» **TASK STATEMENT**
Can you copy out every one of the entries below word for word, leaving out the pictures?

================

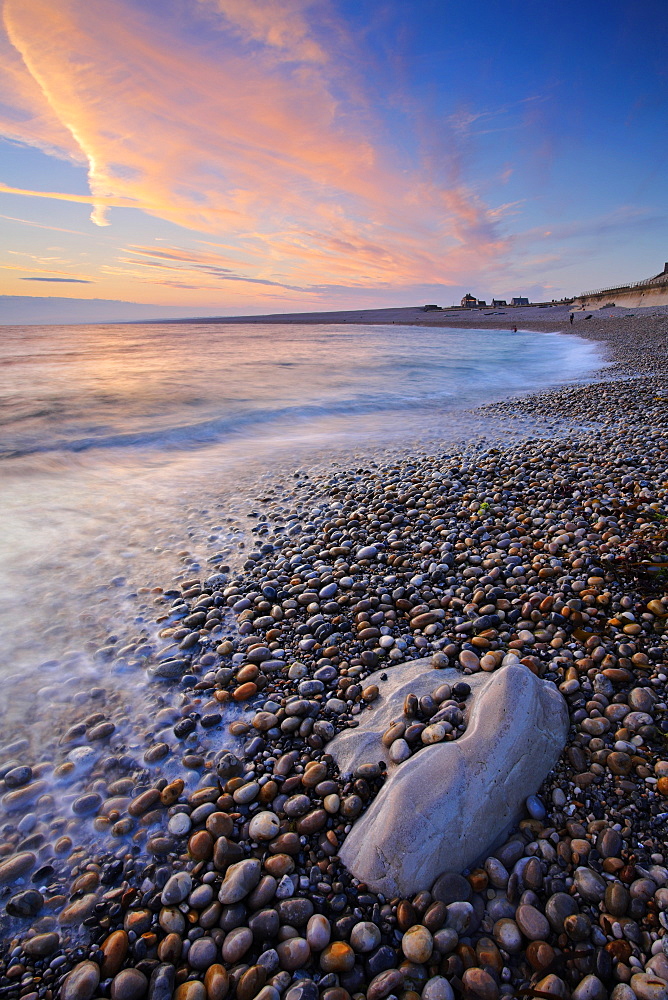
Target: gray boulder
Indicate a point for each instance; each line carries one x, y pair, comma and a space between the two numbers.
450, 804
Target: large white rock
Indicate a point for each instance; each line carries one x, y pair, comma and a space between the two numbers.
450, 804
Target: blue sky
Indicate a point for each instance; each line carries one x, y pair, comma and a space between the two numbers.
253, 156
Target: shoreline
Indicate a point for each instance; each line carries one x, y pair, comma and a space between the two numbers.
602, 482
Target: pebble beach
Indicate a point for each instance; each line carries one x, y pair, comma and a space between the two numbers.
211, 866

================

» **EXERCISE RESULT**
Target: gray boulder
Indicate a point for each instance; each line carries one x, y pair, comma and a space between the two numbers.
450, 804
Target: large white rock
Indicate a point for each instance; each line carries one x, y pair, comma and a space between the two numbers.
450, 804
Target: blue sky
Indicate a point for each instance; each line carries one x, y pair, comma and a space between the two numbers.
253, 156
Target: shoreline
Indicate a point for each instance; each line carries one x, y pair, comma and a space between the two numbers.
602, 482
Target: pebble beach
Indicate a point for each instance; each line carries one x, y pair, comma and a space between the two numbers.
211, 866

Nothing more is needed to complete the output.